--- EXERCISE OBJECTIVE ---
I would like each line of the data that holds the word "green" copied out.

RECORD EXTRACTS Block Start

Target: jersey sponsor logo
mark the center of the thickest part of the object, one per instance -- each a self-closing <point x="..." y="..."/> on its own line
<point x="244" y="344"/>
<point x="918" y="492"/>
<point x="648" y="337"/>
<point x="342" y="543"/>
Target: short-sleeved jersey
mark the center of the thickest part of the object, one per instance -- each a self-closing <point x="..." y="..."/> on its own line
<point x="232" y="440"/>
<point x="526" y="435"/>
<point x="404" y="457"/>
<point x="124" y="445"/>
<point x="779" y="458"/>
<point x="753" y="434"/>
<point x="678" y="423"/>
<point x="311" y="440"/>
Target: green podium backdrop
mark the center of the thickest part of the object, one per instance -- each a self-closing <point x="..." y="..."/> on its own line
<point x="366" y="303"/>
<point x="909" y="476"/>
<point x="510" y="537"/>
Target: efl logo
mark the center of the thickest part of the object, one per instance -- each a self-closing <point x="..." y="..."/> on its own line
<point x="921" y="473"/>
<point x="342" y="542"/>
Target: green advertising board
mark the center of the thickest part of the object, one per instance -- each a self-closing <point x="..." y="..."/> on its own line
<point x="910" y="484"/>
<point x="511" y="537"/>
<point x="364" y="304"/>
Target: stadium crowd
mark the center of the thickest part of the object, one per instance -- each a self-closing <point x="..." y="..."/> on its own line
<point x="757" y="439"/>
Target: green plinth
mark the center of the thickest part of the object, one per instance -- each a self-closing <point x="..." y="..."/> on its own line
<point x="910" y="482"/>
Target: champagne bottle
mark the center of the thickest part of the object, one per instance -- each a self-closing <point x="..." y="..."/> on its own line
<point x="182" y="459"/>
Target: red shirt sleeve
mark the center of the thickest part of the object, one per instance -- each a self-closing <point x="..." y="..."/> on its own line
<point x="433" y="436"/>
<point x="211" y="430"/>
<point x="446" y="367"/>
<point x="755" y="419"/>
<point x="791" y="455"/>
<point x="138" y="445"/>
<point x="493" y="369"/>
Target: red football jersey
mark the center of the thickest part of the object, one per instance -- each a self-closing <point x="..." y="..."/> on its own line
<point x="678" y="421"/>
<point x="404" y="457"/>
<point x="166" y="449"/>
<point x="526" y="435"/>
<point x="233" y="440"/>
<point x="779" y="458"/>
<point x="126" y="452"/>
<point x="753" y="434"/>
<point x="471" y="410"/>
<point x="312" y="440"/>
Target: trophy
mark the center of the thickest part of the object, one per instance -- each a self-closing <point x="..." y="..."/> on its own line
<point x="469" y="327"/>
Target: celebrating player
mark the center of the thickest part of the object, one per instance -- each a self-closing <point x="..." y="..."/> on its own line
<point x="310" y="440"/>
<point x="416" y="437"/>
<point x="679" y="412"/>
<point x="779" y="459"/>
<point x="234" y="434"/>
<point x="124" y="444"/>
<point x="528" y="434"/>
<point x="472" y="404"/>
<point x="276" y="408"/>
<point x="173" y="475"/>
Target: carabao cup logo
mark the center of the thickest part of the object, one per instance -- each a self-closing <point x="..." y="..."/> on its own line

RECORD EXTRACTS Block End

--- RESULT OF THE TASK ---
Target: green podium backdrop
Target: green advertising board
Target: green plinth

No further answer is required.